| SUPPLIED PASSAGE |
Jefferson County commissioners conducted their regular committee meeting Tuesday in the new normal way, returning to a virtual platform.
With hospitalizations climbing to unprecedented levels, county leaders invoked Section 3 of the emergency declaration they enacted March 16 to permit virtual meetings.
“We’re trying to serve the citizens in the safest manner possible that we can get that done,” Commission President Jimmie Stephens said. “We’re asking all of our citizens to be safe and know that the county is there for them. We will serve them and be there for them.
“But please be safe out there and understand that this COVID-19 is real and it’s touching all of us.”
County manager Tony Petelos said that seeing there were zero COVID-specific ICU beds open in Jefferson County on Monday morning prompted the discussion to shift to a virtual meeting. There also were 14 regular ICU beds available in the county at that time.
“We’ve got to be more careful,” he said. “Instead of bringing a lot of folks in this room, we just recommended it to Commissioner Stephens yesterday and he agreed, so we decided to go ahead and move to this format.”
Petelos later said, “I know that all the hospitals have expanded their (COVID-designated) ICU capacity, and then it’s still zero. We haven’t seen the pre-Christmas party surge. We haven’t seen the Christmas surge. We haven’t seen the New Year’s Eve surge. That’s coming. We decided that it would be safer, for now, to continue (with virtual meetings).”
Health care officials have warned to expect COVID rates to continue rising at least through the end of the month, possibly into February, because of holiday gatherings.
No Penalty for Late-Arriving Tax Payments
During the virtual committee meeting Tuesday, Petelos said his office had fielded calls from residents who were concerned they would be assessed penalties if they sent in their property taxes on time but the checks were received late. He acknowledged that late-arriving tax payments may not be the fault of the taxpayer because of delays with the Postal Service.

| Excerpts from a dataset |
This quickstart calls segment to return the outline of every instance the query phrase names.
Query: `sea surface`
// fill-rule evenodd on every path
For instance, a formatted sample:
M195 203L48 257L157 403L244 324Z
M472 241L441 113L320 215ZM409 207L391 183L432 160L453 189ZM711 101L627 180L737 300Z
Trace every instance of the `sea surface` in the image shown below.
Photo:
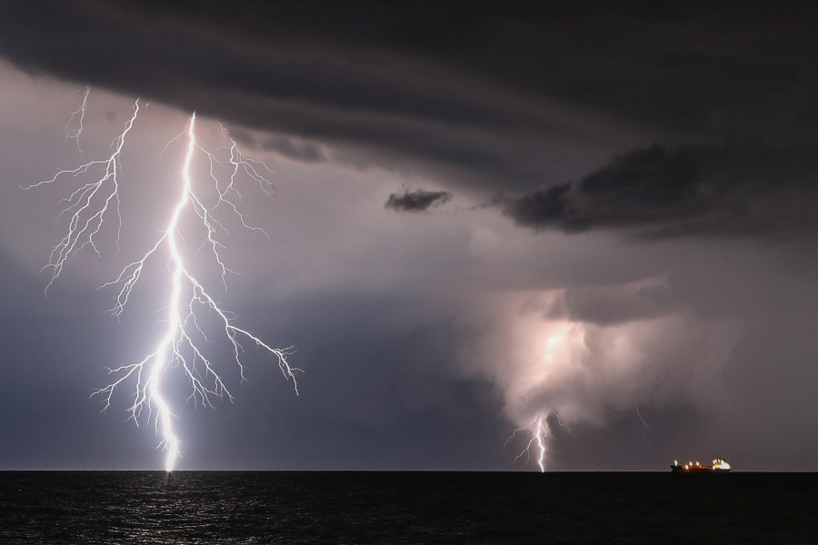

| THE TASK |
Please answer these questions from the Jefferson County meeting article.
(a) On what date did county leaders enact the emergency declaration?
(b) How many regular ICU beds were available in the county on Monday morning?
(c) According to Petelos, what could cause tax payments to arrive late through no fault of the taxpayer?

| WRITTEN RESPONSE |
(a) March 16
(b) 14
(c) Delays with the Postal Service